▶ _SOURCE RECORDS_:
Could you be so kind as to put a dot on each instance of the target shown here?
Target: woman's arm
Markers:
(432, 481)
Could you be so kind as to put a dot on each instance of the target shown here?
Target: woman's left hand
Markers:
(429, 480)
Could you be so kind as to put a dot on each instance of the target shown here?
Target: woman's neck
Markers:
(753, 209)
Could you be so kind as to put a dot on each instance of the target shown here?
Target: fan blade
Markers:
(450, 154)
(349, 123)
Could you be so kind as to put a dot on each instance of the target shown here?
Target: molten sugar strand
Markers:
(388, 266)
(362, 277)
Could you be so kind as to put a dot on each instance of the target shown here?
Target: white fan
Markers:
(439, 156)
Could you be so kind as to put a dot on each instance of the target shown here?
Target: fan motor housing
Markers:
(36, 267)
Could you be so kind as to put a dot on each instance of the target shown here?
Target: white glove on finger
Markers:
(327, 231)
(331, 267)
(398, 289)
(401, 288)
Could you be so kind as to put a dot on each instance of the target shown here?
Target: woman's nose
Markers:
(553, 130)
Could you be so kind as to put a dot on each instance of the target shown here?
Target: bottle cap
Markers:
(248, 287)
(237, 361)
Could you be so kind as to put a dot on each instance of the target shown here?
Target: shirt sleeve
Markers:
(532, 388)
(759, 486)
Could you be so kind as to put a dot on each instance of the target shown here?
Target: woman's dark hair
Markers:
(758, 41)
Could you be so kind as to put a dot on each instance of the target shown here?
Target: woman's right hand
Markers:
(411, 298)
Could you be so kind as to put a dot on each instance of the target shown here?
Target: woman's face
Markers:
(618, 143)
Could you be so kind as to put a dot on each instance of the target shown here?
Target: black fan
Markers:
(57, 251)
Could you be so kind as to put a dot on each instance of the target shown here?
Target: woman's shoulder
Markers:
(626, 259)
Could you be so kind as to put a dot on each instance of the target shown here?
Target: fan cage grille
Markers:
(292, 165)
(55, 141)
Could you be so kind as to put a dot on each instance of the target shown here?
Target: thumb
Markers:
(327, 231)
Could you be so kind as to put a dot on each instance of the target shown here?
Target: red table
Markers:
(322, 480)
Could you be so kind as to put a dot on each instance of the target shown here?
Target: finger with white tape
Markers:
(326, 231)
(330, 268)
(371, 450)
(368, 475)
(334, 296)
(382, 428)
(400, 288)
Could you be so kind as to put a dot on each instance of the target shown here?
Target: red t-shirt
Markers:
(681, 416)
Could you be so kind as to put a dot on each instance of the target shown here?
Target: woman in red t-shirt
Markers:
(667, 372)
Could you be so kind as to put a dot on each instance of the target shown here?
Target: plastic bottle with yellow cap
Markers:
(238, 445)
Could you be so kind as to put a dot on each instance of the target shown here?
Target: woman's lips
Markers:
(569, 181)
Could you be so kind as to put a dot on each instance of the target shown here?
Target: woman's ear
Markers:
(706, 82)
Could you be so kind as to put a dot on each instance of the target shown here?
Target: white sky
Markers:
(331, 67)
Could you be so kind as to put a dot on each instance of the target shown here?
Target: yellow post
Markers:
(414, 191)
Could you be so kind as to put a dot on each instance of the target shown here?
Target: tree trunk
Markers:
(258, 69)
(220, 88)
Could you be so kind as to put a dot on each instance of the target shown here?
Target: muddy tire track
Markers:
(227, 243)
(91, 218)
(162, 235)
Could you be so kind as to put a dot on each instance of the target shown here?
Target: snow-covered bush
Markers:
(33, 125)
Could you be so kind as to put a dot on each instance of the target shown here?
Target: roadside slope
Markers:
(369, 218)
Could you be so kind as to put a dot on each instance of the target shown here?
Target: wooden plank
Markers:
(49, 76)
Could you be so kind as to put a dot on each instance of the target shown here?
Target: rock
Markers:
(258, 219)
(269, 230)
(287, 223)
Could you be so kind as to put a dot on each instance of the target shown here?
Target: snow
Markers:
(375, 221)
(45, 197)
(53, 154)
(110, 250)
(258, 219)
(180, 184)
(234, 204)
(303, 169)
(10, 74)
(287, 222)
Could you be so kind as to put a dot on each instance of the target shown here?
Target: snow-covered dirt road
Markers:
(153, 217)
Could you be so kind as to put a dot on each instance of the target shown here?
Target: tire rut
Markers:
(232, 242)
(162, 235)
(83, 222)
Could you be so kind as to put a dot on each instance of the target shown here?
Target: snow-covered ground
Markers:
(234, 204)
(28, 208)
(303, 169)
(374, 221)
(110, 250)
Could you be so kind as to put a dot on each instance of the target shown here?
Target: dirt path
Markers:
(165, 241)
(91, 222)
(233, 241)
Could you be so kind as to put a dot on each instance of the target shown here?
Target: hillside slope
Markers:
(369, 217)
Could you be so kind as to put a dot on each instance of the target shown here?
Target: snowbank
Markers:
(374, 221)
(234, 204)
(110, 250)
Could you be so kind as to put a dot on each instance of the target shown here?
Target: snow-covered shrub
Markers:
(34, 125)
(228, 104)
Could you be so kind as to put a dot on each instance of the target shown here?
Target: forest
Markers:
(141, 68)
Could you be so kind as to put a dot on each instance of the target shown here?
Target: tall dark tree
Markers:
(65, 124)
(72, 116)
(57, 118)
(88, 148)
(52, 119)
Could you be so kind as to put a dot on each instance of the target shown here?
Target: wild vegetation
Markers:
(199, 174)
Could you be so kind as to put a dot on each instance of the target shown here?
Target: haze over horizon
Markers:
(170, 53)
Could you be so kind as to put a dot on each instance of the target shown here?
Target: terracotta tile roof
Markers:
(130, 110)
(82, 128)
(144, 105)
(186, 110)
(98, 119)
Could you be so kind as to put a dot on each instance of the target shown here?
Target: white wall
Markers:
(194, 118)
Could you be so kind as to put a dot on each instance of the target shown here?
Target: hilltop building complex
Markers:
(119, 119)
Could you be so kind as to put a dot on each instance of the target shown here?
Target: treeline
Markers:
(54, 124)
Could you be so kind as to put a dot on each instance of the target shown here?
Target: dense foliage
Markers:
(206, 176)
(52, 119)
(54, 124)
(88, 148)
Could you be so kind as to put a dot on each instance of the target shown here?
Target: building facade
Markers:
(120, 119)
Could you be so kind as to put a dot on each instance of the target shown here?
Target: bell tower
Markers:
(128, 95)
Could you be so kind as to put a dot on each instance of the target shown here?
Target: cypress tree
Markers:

▶ _THE PROBLEM_:
Copy out all of the records above with nothing altered.

▶ _FINAL RESULT_:
Could you be so kind as to put a dot on each instance of the target shown here?
Target: woman's arm
Markers:
(432, 481)
Could you be so kind as to put a dot on each instance of the target shown here?
Target: woman's left hand
Markers:
(429, 480)
Could you be so kind as to put a dot on each instance of the target shown here?
Target: woman's neck
Markers:
(753, 209)
Could you be so kind as to put a dot on each instance of the target shown here?
Target: fan blade
Markers:
(450, 154)
(349, 123)
Could you be so kind as to put a dot on each instance of the target shown here?
Target: molten sugar strand
Markers:
(388, 266)
(362, 277)
Could you be so kind as to put a dot on each instance of the target shown here?
Target: white fan
Markers:
(439, 156)
Could you be so kind as to put a dot on each instance of the target shown here?
Target: fan motor housing
Markers:
(36, 267)
Could you be so kind as to put a dot on each instance of the target shown here?
Target: white glove on finger
Markers:
(327, 231)
(331, 267)
(398, 289)
(401, 288)
Could you be so kind as to put a dot on each instance of the target shown here?
Target: woman's nose
Markers:
(553, 130)
Could you be so kind as to put a dot on each instance of the target shown here?
Target: bottle cap
Markers:
(248, 287)
(237, 361)
Could you be so kind as to put a dot on each instance of the target shown here?
Target: shirt sleeve
Markers:
(532, 388)
(759, 486)
Could you be so kind as to put a dot on each instance of the target shown here?
Target: woman's dark hair
Markers:
(758, 41)
Could you be so kind as to put a dot on each instance of the target shown here?
Target: woman's right hand
Markers:
(411, 298)
Could you be so kind as to put a dot on each instance of the target shown here?
Target: woman's face
Markers:
(618, 143)
Could you be so kind as to put a dot on each instance of the target shown here?
Target: black fan
Markers:
(57, 251)
Could you be so kind as to put a dot on each instance of the target shown here?
Target: woman's shoulder
Markers:
(626, 259)
Could you be so kind as to put a dot on each instance of the target shown here?
Target: fan cage grille
Markers:
(292, 165)
(55, 141)
Could you be so kind as to put a dot on each instance of the target shown here?
Target: thumb
Markers:
(327, 231)
Could you be so kind as to put a dot on each instance of the target shown here?
Target: red table
Markers:
(322, 480)
Could you be so kind as to put a dot on each instance of the target shown here?
Target: finger with white tape
Markers:
(326, 231)
(330, 268)
(371, 450)
(368, 475)
(334, 296)
(382, 428)
(400, 288)
Could you be so kind as to put a dot on each instance of the target shown here?
Target: red t-shirt
Markers:
(681, 416)
Could you be so kind as to put a dot on each instance of the target shown here?
Target: woman in red t-shirt
Markers:
(667, 372)
Could you be so kind as to put a dot on each instance of the target shown here?
Target: plastic bottle with yellow cap
Markers:
(238, 445)
Could you be so kind as to put a dot on each instance of the target shown here?
Target: woman's lips
Markers:
(569, 181)
Could you be so kind as to put a dot on each instance of the target shown here?
Target: woman's ear
Markers:
(706, 82)
Could you be so kind as to put a dot on each instance of the target shown here?
Target: white sky
Markers:
(331, 67)
Could you be so kind as to put a dot on each instance of the target shown here?
Target: yellow post
Markers:
(414, 191)
Could you be so kind as to put a dot on each instance of the target shown here?
Target: tree trunk
Markers:
(258, 69)
(220, 88)
Could you be so kind as to put a dot on each instance of the target shown here?
Target: muddy tire track
Markers:
(227, 243)
(91, 218)
(162, 235)
Could you be so kind as to put a dot on each instance of the target shown here?
Target: snow-covered bush
Markers:
(33, 125)
Could you be so kind as to put a dot on each instance of the target shown here?
Target: roadside slope
Markers:
(369, 218)
Could you be so kind as to put a dot on each instance of the target shown here?
Target: wooden plank
Markers:
(49, 76)
Could you be so kind as to put a dot on each instance of the target shown here?
Target: rock
Markers:
(258, 219)
(269, 230)
(287, 223)
Could you be so kind as to put a dot on each instance of the target shown here?
Target: snow
Markers:
(375, 221)
(45, 197)
(53, 154)
(110, 250)
(258, 219)
(180, 184)
(234, 204)
(303, 169)
(10, 74)
(287, 222)
Could you be so kind as to put a dot on each instance of the target shown here?
Target: snow-covered dirt road
Markers:
(153, 217)
Could you be so kind as to put a dot on each instance of the target shown here?
Target: tire rut
Markers:
(232, 242)
(162, 235)
(83, 222)
Could you be so kind as to put a dot on each instance of the target shown here?
Target: snow-covered ground
Markers:
(234, 204)
(28, 208)
(303, 169)
(374, 221)
(110, 250)
Could you be so kind as to put a dot on each instance of the target shown here?
Target: dirt path
Markers:
(165, 241)
(91, 222)
(233, 241)
Could you be so kind as to put a dot on each instance of the target shown here?
Target: hillside slope
Markers:
(369, 217)
Could you be so kind as to put a dot on each instance of the target shown here?
Target: snowbank
Markers:
(374, 221)
(234, 204)
(110, 250)
Could you be so kind as to put a dot on each instance of the target shown here?
Target: snow-covered shrub
Markers:
(34, 125)
(228, 104)
Could you be so kind as to put a dot on each instance of the target shown here?
Target: forest
Markers:
(141, 68)
Could you be so kind as to put a dot on each instance of the target shown here?
Target: tall dark tree
Markers:
(65, 124)
(72, 116)
(57, 118)
(88, 148)
(52, 119)
Could you be so kind as to put a dot on each instance of the target shown here?
Target: wild vegetation
Markers:
(199, 174)
Could you be so kind as to put a dot on each instance of the target shown here?
Target: haze over horizon
Markers:
(170, 53)
Could you be so kind as to put a dot on each instance of the target shown here?
Target: terracotta tile roof
Markers:
(130, 110)
(82, 128)
(144, 105)
(186, 110)
(98, 119)
Could you be so kind as to put a dot on each instance of the target shown here?
Target: white wall
Markers:
(194, 118)
Could you be so kind as to put a dot on each instance of the target shown here?
Target: hilltop building complex
Markers:
(119, 119)
Could you be so kind as to put a dot on each instance of the target shown here?
Target: treeline
Markers:
(54, 124)
Could you be so kind as to put a dot on each instance of the target shown here?
Target: dense foliage
Markers:
(206, 176)
(52, 119)
(54, 124)
(88, 148)
Could you be so kind as to put a dot on each instance of the target shown here?
Target: building facade
Markers:
(120, 119)
Could you be so kind as to put a dot on each instance of the target shown here?
Target: bell tower
Markers:
(128, 95)
Could you be so kind as to put a dot on each instance of the target shown here?
Target: cypress tree
Markers:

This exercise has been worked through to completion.